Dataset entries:

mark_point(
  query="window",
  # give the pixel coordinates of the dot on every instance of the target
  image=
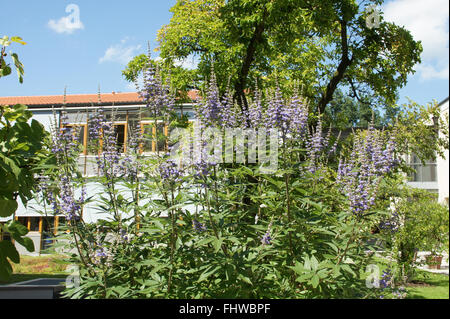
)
(4, 235)
(34, 223)
(422, 173)
(155, 139)
(121, 136)
(80, 132)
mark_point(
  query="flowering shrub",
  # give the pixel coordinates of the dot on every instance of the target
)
(209, 229)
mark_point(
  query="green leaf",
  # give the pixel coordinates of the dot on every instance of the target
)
(315, 281)
(8, 250)
(7, 207)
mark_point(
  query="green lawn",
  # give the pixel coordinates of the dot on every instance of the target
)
(425, 285)
(431, 286)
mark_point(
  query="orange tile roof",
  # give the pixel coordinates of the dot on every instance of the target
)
(118, 98)
(75, 99)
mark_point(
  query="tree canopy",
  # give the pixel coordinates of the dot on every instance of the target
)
(323, 45)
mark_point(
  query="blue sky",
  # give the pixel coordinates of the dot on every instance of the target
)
(81, 54)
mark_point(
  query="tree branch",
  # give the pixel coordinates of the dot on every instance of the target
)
(339, 74)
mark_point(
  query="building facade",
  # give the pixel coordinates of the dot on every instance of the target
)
(130, 115)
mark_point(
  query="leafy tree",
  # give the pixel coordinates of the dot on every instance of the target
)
(322, 44)
(179, 77)
(343, 112)
(20, 144)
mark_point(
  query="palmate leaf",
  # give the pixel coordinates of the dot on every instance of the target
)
(7, 207)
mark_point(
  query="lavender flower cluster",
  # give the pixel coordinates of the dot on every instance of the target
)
(155, 93)
(64, 201)
(289, 116)
(170, 172)
(359, 178)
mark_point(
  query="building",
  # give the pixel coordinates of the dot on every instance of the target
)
(433, 176)
(128, 109)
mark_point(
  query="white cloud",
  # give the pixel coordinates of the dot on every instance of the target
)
(120, 53)
(428, 22)
(68, 24)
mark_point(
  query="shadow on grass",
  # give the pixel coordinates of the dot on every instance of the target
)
(24, 277)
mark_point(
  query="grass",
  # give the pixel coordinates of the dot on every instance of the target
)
(425, 285)
(30, 267)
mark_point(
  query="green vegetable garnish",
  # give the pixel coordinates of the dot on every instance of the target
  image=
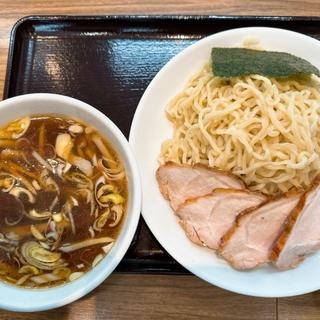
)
(234, 62)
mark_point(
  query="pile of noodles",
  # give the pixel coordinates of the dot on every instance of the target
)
(264, 130)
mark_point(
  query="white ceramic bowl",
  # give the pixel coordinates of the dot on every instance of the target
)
(19, 299)
(150, 128)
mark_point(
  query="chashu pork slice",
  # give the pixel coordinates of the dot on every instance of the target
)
(249, 243)
(301, 235)
(206, 219)
(179, 183)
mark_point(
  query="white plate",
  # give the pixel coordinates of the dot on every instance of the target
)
(150, 128)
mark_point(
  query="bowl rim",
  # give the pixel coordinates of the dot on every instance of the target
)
(27, 300)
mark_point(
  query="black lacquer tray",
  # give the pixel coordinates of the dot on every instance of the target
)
(108, 61)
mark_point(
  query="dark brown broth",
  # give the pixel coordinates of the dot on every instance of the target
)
(10, 206)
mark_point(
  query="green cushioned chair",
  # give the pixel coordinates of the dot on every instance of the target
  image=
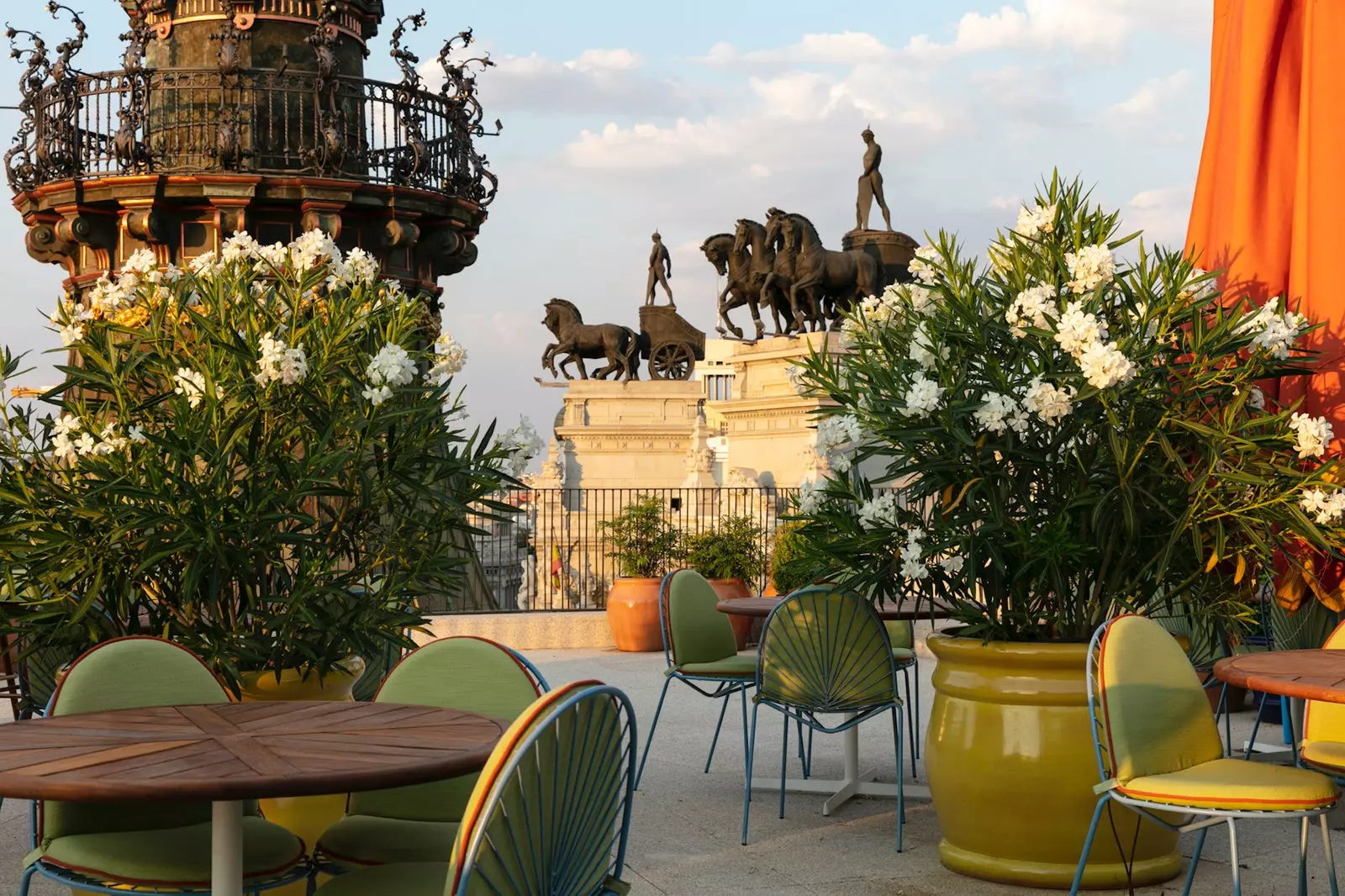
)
(417, 824)
(825, 651)
(161, 845)
(699, 650)
(551, 811)
(903, 636)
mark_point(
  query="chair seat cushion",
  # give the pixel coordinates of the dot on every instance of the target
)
(370, 840)
(174, 856)
(1234, 784)
(1328, 755)
(736, 667)
(407, 878)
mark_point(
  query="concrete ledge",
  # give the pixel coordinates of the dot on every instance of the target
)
(560, 630)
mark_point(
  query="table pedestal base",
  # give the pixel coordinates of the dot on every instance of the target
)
(226, 849)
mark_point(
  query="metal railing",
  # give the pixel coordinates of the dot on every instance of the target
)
(555, 553)
(272, 123)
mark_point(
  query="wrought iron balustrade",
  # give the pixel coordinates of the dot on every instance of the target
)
(185, 121)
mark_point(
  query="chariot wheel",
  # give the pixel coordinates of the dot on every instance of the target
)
(672, 361)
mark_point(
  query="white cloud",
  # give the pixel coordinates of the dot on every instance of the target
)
(1163, 213)
(1150, 100)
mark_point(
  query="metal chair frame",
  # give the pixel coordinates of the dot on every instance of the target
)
(724, 687)
(1196, 818)
(614, 883)
(806, 716)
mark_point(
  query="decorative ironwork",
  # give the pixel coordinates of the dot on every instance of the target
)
(461, 91)
(141, 120)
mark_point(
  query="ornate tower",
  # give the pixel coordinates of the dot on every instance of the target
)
(248, 114)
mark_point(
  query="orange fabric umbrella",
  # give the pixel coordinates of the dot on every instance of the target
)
(1271, 192)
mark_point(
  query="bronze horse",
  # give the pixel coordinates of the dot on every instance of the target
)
(731, 261)
(578, 340)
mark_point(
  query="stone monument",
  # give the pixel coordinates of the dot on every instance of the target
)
(889, 248)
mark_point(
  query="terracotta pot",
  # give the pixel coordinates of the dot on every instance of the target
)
(632, 611)
(1012, 771)
(306, 817)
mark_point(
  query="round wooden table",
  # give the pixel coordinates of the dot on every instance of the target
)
(762, 607)
(230, 752)
(1304, 674)
(854, 782)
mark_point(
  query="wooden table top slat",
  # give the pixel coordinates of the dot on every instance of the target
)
(1306, 674)
(241, 751)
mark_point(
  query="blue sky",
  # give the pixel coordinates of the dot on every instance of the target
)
(625, 118)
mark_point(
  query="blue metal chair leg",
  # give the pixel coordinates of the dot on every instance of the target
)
(717, 727)
(1083, 857)
(649, 741)
(1195, 860)
(1331, 858)
(746, 784)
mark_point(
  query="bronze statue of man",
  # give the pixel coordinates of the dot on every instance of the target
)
(871, 185)
(661, 268)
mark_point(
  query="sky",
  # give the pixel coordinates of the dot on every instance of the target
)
(620, 119)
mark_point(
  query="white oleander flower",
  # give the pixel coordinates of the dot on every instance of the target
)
(206, 266)
(810, 498)
(192, 385)
(1105, 365)
(923, 397)
(1311, 435)
(1327, 508)
(1089, 268)
(279, 363)
(450, 358)
(881, 512)
(1033, 221)
(1079, 329)
(1048, 401)
(921, 266)
(240, 248)
(923, 351)
(1035, 307)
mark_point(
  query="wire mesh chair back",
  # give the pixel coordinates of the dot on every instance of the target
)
(826, 650)
(551, 811)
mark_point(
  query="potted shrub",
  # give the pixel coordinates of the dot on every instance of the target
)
(730, 556)
(259, 458)
(645, 544)
(1067, 436)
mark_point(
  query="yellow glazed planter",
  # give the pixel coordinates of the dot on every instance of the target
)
(306, 817)
(1010, 767)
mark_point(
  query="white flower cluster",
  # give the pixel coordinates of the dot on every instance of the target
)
(192, 383)
(392, 366)
(1048, 401)
(923, 351)
(1035, 307)
(921, 266)
(279, 363)
(1311, 435)
(1327, 508)
(1000, 414)
(883, 512)
(923, 396)
(1275, 333)
(1033, 221)
(912, 557)
(450, 358)
(1089, 268)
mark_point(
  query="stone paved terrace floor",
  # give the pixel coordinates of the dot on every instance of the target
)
(685, 835)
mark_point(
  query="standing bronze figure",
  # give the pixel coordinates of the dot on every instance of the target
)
(871, 185)
(661, 268)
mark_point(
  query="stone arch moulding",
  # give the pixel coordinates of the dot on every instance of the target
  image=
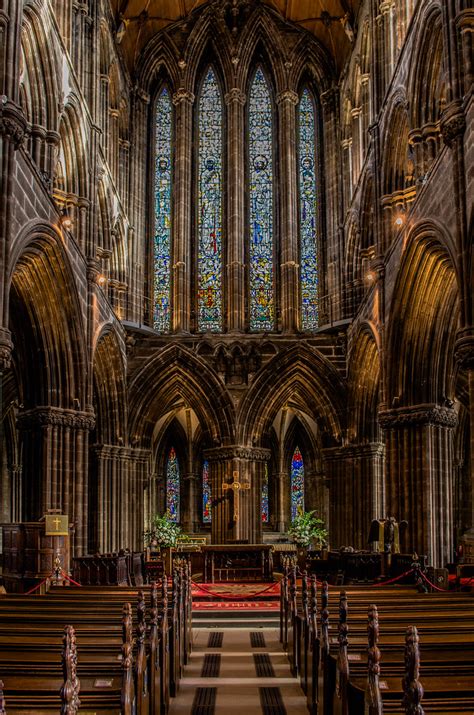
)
(177, 372)
(304, 376)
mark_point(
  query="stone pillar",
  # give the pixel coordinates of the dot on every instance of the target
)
(189, 502)
(249, 464)
(420, 476)
(55, 447)
(282, 501)
(119, 509)
(356, 492)
(182, 268)
(235, 101)
(289, 266)
(464, 354)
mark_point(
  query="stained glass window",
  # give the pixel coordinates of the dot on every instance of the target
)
(308, 212)
(260, 150)
(297, 483)
(265, 509)
(210, 206)
(206, 494)
(172, 485)
(162, 242)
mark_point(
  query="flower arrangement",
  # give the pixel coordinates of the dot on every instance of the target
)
(162, 532)
(306, 527)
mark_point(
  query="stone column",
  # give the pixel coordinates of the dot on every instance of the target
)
(420, 476)
(282, 501)
(288, 200)
(356, 492)
(235, 289)
(189, 502)
(249, 464)
(182, 267)
(55, 448)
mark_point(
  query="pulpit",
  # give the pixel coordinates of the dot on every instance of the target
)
(29, 553)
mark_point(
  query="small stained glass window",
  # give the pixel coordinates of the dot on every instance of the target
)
(210, 206)
(163, 186)
(260, 153)
(173, 485)
(206, 494)
(297, 483)
(308, 212)
(265, 508)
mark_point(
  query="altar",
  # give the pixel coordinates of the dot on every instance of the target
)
(238, 562)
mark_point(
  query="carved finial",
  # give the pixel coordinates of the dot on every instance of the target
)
(128, 695)
(313, 605)
(373, 698)
(412, 687)
(342, 660)
(70, 690)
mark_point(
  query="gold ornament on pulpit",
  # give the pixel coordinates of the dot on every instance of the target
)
(236, 487)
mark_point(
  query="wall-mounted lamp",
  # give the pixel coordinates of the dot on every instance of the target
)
(65, 220)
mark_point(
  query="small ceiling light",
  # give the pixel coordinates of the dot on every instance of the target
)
(65, 220)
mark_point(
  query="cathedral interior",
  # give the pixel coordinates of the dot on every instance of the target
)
(237, 237)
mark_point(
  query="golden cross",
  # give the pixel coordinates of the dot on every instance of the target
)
(236, 486)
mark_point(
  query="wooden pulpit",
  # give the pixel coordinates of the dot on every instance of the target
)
(29, 551)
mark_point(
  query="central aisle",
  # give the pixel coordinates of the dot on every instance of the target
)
(236, 670)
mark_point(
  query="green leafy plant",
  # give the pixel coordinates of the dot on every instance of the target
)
(307, 528)
(162, 532)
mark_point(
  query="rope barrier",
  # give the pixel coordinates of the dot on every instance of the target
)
(51, 575)
(246, 597)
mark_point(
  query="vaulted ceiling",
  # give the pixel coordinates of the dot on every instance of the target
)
(331, 21)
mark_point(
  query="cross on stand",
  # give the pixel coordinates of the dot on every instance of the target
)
(236, 486)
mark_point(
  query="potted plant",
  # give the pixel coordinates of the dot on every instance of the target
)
(307, 529)
(163, 533)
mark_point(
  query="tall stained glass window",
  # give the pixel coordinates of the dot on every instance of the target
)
(308, 212)
(163, 181)
(260, 149)
(297, 482)
(172, 485)
(210, 206)
(265, 508)
(206, 494)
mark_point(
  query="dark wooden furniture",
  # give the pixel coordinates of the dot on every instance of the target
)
(238, 562)
(29, 555)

# Problem details:
Filter the records above down to the lines containing "pulpit".

# Answer to this exercise:
  query="pulpit",
  query="gold ornament on pulpit",
  query="wooden pulpit",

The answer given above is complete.